[[ EXCERPTED TEXT, beginning ]]

Research Projects

Idée de l'Estude d'un Honneste Homme

Judi Loach

This long term project has been leading towards the critical edition of a series of manuscripts recording a humanities course delivered to adult members of a Catholic devotional confraternity, set up in mid seventeenth-century Lyons for young "artisans", mainly skilled craftsmen and merchants in the retail sector. These included the city's architects and allied craftsmen, most obviously painters and sculptors or woodcarvers, masons, carpenters and cabinetmakers, but also engravers, printers and publisher-booksellers. Careful study of these texts in conjunction with contextual research in relevant libraries and archives across France and Italy reveals the level of education and literacy of these largely anonymous 'artisans of construction', who turn out to be more literate in Latin than in their native French. Although unexpected, this discovery is less surprising if one recalls that this was a period of unprecedented social mobility and therefore parents took advantage of free secondary education, which was delivered in Latin; moreover all members of confraternities, by definition, participated regularly in Catholic liturgy, wholly in Latin, and undertook private devotions, in Latin as well as French. Study of this course therefore puts forcibly into question previous assumptions as to the roles played by these less easily identifiable individuals not only in the creation of specific works of art but also in the more general development of art and architecture in mid and late seventeenth-century France, and thence a re-examining of the role of 'architect' in that social and cultural context.

The popularity of this course (demonstrated by a larger number of surviving manuscripts than for any other taught in confraternities) indicates the need felt by busy artisans to pursue further education, whilst its content (above all the first half, devoted to adult study techniques) suggests that they saw this partly as a means of improving their ability to interact with potential patrons, especially by preparing them to participate actively in social meetings. The course explicitly trains these artisans in educated conversation but also implicitly presupposes that the study prerequisite for this will be facilitated by wealthier members of confraternities loaning them books, thereby establishing relationships of trust and sharing between patrons and those working for them.

[[ EXCERPTED TEXT, end ]]

ASSIGNED TASK: Can you write out the entire research project description word for word? The records have nothing to do with the research project description.

[[ EXTRACTED INFORMATION, beginning ]]

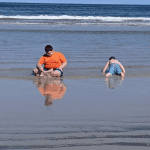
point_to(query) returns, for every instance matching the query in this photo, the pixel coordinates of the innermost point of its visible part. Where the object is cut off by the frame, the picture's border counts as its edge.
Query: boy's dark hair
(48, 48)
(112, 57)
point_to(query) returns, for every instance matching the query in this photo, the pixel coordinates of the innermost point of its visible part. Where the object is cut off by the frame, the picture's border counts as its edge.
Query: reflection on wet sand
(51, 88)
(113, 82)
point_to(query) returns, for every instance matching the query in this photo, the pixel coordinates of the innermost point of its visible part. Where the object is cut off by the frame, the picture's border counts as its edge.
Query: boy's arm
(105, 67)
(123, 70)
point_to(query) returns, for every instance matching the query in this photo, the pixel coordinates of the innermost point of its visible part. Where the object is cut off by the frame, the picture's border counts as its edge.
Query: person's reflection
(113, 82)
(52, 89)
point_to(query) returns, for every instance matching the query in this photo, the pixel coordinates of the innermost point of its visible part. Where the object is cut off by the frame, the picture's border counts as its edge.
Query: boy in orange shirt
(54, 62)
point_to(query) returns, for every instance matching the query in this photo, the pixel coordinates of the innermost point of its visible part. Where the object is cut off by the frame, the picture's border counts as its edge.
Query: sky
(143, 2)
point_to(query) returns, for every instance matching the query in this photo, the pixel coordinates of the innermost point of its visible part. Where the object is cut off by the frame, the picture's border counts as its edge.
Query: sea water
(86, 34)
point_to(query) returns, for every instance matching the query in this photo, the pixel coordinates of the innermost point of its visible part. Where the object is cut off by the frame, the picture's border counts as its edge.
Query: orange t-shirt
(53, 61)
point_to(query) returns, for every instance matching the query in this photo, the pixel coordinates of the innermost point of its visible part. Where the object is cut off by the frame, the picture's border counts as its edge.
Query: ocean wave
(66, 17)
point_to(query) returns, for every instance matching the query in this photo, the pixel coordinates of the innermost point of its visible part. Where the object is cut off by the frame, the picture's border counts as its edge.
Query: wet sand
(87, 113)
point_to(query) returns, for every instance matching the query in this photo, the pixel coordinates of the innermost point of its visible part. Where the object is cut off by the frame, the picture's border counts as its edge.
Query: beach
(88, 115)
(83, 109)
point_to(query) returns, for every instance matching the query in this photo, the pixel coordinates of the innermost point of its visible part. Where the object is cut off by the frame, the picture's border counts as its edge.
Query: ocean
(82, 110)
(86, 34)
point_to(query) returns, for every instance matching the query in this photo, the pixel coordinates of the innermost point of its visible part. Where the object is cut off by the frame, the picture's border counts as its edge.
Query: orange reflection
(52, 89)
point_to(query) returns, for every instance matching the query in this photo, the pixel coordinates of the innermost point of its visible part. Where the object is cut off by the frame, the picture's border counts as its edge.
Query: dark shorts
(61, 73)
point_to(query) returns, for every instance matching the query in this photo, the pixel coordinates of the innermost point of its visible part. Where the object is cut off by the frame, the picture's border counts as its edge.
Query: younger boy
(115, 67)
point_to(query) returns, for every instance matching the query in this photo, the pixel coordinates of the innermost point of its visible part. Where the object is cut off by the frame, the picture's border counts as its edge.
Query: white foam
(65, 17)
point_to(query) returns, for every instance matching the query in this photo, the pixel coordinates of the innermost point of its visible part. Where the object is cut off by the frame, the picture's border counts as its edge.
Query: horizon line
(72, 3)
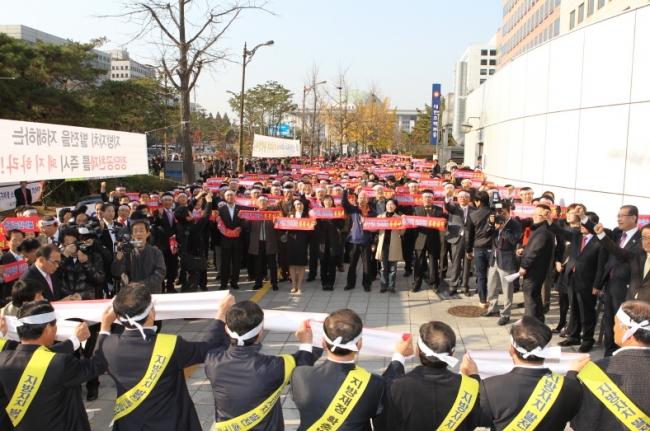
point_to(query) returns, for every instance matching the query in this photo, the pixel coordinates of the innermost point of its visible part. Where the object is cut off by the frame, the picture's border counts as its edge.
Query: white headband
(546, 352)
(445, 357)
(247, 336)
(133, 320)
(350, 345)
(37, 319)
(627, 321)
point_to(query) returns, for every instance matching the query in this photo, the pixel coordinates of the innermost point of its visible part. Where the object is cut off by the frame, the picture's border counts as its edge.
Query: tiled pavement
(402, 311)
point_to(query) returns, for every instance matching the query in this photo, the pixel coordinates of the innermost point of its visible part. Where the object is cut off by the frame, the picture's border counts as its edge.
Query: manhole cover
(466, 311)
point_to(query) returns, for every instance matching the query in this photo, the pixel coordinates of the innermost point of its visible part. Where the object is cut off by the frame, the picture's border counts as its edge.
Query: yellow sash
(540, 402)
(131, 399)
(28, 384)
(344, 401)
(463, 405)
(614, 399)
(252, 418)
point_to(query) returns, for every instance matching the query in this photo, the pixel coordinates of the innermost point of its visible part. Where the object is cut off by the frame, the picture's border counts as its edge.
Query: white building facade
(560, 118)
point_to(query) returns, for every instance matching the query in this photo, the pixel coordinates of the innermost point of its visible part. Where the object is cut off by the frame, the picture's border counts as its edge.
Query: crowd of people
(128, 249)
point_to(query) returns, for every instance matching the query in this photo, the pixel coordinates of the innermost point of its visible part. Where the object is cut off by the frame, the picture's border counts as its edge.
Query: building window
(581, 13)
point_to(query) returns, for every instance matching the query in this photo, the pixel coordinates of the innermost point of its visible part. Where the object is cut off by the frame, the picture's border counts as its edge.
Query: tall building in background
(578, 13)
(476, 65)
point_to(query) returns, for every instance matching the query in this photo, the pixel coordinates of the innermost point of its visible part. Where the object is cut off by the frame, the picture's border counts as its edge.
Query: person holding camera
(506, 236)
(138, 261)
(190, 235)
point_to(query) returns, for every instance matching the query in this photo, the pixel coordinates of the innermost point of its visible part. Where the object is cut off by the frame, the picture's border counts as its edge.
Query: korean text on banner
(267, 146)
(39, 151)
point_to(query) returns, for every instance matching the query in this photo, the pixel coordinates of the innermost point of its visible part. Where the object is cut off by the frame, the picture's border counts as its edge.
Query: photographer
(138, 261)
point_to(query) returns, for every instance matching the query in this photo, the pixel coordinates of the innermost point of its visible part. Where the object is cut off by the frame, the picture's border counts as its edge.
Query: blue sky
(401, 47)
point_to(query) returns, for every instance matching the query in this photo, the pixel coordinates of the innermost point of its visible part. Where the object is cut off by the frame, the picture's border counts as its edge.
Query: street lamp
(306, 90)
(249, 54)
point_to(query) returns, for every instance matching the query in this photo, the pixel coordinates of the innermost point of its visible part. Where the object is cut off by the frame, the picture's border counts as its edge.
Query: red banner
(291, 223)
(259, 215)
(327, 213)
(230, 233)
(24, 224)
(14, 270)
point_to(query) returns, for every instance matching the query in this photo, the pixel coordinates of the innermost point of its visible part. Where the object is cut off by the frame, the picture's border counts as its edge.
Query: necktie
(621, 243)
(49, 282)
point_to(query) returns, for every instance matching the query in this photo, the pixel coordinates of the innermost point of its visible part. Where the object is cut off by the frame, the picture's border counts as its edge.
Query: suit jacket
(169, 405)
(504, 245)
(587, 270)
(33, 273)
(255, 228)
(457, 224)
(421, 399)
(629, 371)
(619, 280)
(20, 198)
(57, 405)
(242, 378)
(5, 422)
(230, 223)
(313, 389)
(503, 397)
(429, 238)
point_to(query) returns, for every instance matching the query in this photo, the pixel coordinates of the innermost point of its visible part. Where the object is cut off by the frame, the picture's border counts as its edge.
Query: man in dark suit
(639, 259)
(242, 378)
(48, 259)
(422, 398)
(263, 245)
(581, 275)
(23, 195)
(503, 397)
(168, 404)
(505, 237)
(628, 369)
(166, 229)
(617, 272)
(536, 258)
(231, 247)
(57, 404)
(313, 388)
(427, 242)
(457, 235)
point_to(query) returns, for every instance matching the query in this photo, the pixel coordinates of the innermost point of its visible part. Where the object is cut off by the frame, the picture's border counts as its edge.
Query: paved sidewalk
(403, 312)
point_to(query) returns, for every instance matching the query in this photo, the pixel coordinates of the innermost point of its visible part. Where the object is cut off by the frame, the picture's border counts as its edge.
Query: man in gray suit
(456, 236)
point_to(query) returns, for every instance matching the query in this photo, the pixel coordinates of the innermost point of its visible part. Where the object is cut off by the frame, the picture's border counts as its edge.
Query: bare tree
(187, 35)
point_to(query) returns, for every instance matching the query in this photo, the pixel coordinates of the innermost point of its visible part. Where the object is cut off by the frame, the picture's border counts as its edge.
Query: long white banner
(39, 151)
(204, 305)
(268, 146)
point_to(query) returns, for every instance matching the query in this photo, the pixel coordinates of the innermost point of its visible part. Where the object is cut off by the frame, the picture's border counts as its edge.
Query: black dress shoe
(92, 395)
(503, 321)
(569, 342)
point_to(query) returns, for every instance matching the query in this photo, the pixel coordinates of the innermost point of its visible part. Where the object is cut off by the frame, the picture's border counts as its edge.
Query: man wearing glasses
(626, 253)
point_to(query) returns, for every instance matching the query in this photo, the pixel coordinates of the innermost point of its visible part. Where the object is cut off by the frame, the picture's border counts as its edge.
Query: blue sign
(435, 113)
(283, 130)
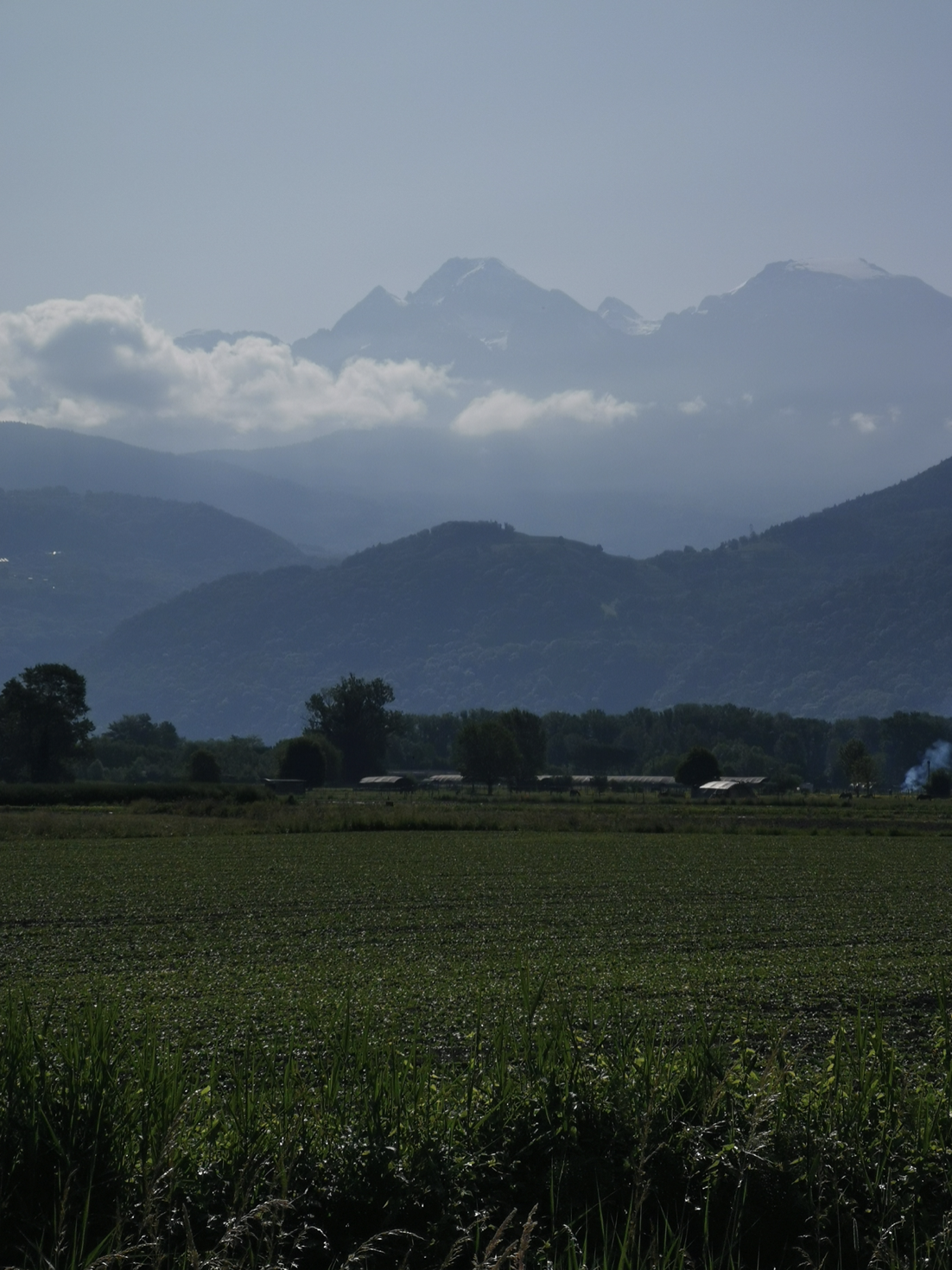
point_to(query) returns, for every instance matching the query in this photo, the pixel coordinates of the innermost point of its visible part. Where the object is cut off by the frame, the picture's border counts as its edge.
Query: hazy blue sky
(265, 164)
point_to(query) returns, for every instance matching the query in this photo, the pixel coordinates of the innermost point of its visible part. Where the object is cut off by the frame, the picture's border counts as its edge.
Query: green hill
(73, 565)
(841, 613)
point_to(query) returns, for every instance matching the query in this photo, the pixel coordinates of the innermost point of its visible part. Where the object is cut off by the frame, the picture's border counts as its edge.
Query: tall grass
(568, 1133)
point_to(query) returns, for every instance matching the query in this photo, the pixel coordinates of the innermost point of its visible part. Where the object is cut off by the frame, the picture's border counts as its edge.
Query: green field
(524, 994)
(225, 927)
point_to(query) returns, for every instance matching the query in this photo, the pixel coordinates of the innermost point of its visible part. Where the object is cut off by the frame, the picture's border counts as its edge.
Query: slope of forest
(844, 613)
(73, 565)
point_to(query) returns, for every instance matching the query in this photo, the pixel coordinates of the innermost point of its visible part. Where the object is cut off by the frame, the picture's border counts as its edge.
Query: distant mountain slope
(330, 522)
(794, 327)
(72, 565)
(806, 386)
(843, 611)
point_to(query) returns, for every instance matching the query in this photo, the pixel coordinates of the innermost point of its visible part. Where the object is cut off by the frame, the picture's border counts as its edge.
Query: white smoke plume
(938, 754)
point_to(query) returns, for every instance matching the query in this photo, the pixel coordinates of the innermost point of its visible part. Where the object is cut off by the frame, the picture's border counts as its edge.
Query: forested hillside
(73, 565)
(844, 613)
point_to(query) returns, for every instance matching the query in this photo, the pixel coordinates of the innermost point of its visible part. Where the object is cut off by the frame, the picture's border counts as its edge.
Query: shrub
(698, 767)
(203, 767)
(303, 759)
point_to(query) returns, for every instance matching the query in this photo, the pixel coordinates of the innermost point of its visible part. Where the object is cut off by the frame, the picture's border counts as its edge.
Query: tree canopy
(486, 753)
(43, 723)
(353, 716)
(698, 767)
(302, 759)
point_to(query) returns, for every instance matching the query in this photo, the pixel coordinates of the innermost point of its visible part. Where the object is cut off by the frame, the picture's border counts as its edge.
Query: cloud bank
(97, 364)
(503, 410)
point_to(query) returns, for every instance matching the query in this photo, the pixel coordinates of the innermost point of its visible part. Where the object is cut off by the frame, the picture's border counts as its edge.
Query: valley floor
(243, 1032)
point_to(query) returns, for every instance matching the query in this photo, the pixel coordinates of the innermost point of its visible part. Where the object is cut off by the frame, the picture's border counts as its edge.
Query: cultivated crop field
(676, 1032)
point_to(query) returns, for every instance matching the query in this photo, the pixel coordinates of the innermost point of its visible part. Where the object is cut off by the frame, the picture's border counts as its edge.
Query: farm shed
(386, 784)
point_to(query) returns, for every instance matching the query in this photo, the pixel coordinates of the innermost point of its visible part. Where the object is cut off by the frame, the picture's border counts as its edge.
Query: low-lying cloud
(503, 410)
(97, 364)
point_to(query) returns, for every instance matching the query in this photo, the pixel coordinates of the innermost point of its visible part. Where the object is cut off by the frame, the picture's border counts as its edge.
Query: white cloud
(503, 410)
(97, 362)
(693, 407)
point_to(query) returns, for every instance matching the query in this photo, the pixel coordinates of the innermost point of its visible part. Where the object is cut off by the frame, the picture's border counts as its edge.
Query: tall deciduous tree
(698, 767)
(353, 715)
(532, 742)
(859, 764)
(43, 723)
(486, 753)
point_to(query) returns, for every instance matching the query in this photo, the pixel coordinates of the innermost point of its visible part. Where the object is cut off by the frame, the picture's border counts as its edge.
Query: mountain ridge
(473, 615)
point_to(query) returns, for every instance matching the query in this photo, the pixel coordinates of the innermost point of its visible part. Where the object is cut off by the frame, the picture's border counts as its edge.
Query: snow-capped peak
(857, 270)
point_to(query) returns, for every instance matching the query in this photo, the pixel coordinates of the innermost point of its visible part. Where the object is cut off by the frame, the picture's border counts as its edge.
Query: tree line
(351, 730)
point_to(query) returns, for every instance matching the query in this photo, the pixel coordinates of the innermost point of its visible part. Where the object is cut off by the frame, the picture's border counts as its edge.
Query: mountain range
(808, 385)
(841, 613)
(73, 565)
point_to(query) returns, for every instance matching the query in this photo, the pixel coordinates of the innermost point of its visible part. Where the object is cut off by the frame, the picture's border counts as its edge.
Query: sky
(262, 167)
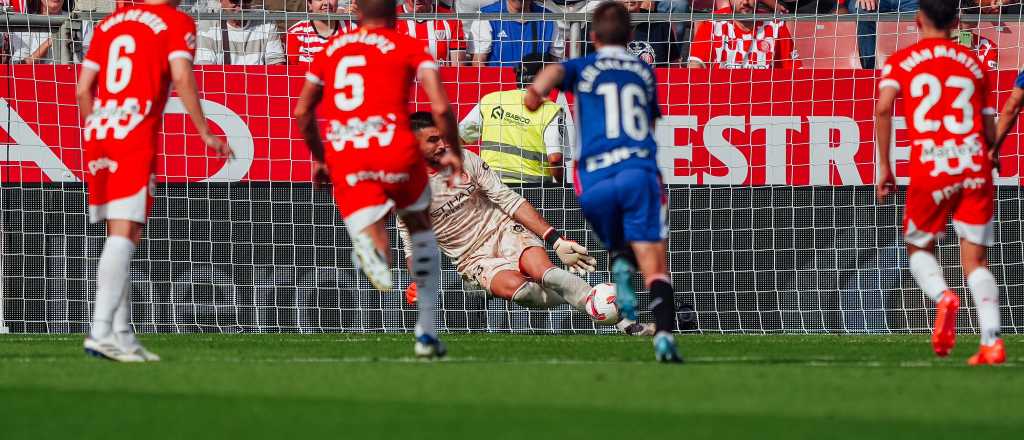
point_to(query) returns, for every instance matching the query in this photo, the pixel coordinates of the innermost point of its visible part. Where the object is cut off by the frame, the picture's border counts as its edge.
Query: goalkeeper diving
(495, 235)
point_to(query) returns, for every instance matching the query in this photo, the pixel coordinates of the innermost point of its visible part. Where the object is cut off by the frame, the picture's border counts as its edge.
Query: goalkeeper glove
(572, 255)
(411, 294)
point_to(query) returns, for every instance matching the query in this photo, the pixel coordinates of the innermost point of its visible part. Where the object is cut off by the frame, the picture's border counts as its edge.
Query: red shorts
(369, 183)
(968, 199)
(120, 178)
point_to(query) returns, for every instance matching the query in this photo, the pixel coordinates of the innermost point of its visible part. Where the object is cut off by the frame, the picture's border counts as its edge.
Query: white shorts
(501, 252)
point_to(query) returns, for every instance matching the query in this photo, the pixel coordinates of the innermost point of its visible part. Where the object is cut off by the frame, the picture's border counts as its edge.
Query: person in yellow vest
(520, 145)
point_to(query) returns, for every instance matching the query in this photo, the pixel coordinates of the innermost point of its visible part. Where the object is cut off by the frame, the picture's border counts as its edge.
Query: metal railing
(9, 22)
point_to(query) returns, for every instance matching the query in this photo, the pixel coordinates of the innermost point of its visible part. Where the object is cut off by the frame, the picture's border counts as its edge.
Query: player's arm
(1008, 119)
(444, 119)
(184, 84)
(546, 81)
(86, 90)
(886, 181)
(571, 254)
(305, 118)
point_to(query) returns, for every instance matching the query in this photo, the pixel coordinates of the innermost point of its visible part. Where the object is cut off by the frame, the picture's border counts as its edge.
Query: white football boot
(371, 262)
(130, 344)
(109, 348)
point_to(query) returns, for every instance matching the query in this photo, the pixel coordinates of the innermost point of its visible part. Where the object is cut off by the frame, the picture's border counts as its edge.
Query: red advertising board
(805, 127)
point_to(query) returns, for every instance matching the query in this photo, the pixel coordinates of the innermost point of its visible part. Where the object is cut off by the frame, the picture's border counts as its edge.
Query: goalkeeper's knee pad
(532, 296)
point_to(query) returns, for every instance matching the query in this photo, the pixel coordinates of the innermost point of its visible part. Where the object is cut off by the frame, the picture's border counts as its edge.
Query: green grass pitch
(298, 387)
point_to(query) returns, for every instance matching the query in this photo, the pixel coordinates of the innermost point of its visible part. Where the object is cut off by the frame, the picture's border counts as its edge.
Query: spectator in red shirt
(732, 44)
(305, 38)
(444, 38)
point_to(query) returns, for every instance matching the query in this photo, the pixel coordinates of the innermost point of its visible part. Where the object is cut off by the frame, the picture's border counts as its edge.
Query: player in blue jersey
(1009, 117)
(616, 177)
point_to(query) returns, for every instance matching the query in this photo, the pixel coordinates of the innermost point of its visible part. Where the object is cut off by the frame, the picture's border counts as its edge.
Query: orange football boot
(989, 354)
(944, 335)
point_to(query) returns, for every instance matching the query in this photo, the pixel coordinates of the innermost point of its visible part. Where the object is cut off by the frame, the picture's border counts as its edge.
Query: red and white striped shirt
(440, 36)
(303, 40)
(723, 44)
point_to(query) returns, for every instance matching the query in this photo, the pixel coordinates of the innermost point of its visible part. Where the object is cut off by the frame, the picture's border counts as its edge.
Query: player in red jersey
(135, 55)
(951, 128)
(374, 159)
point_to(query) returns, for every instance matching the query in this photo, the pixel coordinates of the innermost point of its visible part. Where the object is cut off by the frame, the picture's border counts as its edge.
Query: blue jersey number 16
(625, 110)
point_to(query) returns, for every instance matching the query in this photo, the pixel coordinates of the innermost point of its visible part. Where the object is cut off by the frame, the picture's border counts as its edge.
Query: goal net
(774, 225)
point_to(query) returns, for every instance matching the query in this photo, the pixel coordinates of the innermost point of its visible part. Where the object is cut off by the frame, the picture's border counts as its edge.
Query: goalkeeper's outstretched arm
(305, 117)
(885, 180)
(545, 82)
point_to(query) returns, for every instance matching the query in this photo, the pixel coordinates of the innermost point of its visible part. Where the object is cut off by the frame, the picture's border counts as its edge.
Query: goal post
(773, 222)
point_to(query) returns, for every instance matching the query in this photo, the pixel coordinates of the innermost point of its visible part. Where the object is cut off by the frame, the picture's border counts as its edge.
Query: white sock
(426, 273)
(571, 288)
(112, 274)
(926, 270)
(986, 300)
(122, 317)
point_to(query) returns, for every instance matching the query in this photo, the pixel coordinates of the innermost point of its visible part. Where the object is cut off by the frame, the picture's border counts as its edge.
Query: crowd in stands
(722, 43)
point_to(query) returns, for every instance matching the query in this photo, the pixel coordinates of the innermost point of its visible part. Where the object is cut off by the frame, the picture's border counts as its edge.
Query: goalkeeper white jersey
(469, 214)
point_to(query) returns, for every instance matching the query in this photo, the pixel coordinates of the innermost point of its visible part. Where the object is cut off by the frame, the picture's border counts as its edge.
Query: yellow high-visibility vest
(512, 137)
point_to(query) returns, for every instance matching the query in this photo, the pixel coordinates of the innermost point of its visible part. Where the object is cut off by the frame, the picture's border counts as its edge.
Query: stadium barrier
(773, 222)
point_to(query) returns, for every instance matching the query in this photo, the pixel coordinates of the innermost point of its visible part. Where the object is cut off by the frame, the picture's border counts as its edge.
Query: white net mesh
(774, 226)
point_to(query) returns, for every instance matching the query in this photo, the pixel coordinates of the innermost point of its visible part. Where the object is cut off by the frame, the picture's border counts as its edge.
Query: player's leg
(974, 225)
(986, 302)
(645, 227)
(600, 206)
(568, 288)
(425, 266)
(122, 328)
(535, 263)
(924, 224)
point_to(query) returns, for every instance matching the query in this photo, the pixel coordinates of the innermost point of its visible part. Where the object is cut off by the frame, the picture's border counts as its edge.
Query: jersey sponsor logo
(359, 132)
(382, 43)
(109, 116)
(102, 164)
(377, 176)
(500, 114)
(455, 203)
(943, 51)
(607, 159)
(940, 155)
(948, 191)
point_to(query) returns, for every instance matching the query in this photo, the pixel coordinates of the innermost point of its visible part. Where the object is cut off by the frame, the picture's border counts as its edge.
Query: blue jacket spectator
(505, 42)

[[ EXTRACTED INFORMATION, end ]]

RESULT OF THE TASK:
Research Projects

Idée de l'Estude d'un Honneste Homme

Judi Loach

This long term project has been leading towards the critical edition of a series of manuscripts recording a humanities course delivered to adult members of a Catholic devotional confraternity, set up in mid seventeenth-century Lyons for young "artisans", mainly skilled craftsmen and merchants in the retail sector. These included the city's architects and allied craftsmen, most obviously painters and sculptors or woodcarvers, masons, carpenters and cabinetmakers, but also engravers, printers and publisher-booksellers. Careful study of these texts in conjunction with contextual research in relevant libraries and archives across France and Italy reveals the level of education and literacy of these largely anonymous 'artisans of construction', who turn out to be more literate in Latin than in their native French. Although unexpected, this discovery is less surprising if one recalls that this was a period of unprecedented social mobility and therefore parents took advantage of free secondary education, which was delivered in Latin; moreover all members of confraternities, by definition, participated regularly in Catholic liturgy, wholly in Latin, and undertook private devotions, in Latin as well as French. Study of this course therefore puts forcibly into question previous assumptions as to the roles played by these less easily identifiable individuals not only in the creation of specific works of art but also in the more general development of art and architecture in mid and late seventeenth-century France, and thence a re-examining of the role of 'architect' in that social and cultural context.

The popularity of this course (demonstrated by a larger number of surviving manuscripts than for any other taught in confraternities) indicates the need felt by busy artisans to pursue further education, whilst its content (above all the first half, devoted to adult study techniques) suggests that they saw this partly as a means of improving their ability to interact with potential patrons, especially by preparing them to participate actively in social meetings. The course explicitly trains these artisans in educated conversation but also implicitly presupposes that the study prerequisite for this will be facilitated by wealthier members of confraternities loaning them books, thereby establishing relationships of trust and sharing between patrons and those working for them.